## START Record set

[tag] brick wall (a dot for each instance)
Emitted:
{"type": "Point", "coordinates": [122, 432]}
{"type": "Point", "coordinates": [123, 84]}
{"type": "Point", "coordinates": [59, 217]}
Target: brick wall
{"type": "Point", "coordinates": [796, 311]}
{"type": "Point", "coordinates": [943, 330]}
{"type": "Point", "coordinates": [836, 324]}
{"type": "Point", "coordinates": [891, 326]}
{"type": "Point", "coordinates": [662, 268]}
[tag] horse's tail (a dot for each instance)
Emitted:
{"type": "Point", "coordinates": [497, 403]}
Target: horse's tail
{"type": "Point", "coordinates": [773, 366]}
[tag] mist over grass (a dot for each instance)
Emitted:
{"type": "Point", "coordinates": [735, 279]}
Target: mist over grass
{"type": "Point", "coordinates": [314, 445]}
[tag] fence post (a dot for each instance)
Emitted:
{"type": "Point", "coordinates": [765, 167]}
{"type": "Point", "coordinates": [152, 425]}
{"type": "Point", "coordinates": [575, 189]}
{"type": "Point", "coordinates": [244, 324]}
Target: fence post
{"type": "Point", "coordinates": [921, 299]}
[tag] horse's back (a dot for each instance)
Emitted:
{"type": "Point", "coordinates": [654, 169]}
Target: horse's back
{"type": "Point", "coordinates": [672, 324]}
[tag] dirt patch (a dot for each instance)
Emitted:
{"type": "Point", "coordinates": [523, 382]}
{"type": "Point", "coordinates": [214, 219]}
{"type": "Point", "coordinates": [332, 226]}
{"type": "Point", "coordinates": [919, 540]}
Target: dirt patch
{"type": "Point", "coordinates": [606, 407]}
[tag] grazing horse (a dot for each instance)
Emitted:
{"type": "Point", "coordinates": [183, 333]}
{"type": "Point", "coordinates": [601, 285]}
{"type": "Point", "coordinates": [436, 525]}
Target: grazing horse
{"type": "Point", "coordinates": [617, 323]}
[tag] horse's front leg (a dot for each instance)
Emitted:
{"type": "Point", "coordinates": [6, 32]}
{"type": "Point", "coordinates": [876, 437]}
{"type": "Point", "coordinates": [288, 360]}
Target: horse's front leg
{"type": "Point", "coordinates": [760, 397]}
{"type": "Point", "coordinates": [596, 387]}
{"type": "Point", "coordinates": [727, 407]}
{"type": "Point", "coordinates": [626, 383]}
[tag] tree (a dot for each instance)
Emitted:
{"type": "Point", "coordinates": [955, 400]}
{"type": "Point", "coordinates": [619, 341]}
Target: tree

## END Record set

*Given exercise*. Repeat all of the entries above word for word, changing nothing.

*Result of this exercise*.
[tag] brick wall (a dot for each instance)
Emitted:
{"type": "Point", "coordinates": [122, 432]}
{"type": "Point", "coordinates": [123, 84]}
{"type": "Point", "coordinates": [59, 217]}
Target: brick wall
{"type": "Point", "coordinates": [796, 311]}
{"type": "Point", "coordinates": [943, 330]}
{"type": "Point", "coordinates": [836, 324]}
{"type": "Point", "coordinates": [891, 326]}
{"type": "Point", "coordinates": [662, 268]}
[tag] horse's tail (a dot for each instance)
Emitted:
{"type": "Point", "coordinates": [497, 403]}
Target: horse's tail
{"type": "Point", "coordinates": [773, 366]}
[tag] mist over grass (a dot for each instance)
Emitted:
{"type": "Point", "coordinates": [735, 279]}
Target: mist over grass
{"type": "Point", "coordinates": [314, 445]}
[tag] fence post (a dot for each instance)
Emitted:
{"type": "Point", "coordinates": [765, 167]}
{"type": "Point", "coordinates": [152, 425]}
{"type": "Point", "coordinates": [575, 189]}
{"type": "Point", "coordinates": [244, 324]}
Target: fence post
{"type": "Point", "coordinates": [921, 299]}
[tag] horse's back (a dot for each instance)
Emitted:
{"type": "Point", "coordinates": [654, 169]}
Target: horse's back
{"type": "Point", "coordinates": [672, 324]}
[tag] dirt patch (a dot for each instance)
Emitted:
{"type": "Point", "coordinates": [523, 382]}
{"type": "Point", "coordinates": [214, 219]}
{"type": "Point", "coordinates": [332, 226]}
{"type": "Point", "coordinates": [919, 540]}
Target: dirt patch
{"type": "Point", "coordinates": [606, 407]}
[tag] grazing horse (a dot for each instance)
Emitted:
{"type": "Point", "coordinates": [183, 333]}
{"type": "Point", "coordinates": [601, 285]}
{"type": "Point", "coordinates": [436, 525]}
Target: grazing horse
{"type": "Point", "coordinates": [617, 323]}
[tag] horse's front leg (a dot for each instance)
Emitted:
{"type": "Point", "coordinates": [6, 32]}
{"type": "Point", "coordinates": [876, 437]}
{"type": "Point", "coordinates": [288, 360]}
Target: horse's front leg
{"type": "Point", "coordinates": [760, 397]}
{"type": "Point", "coordinates": [596, 387]}
{"type": "Point", "coordinates": [727, 407]}
{"type": "Point", "coordinates": [626, 383]}
[tag] tree (a dot for each instance)
Emitted:
{"type": "Point", "coordinates": [955, 400]}
{"type": "Point", "coordinates": [619, 341]}
Target: tree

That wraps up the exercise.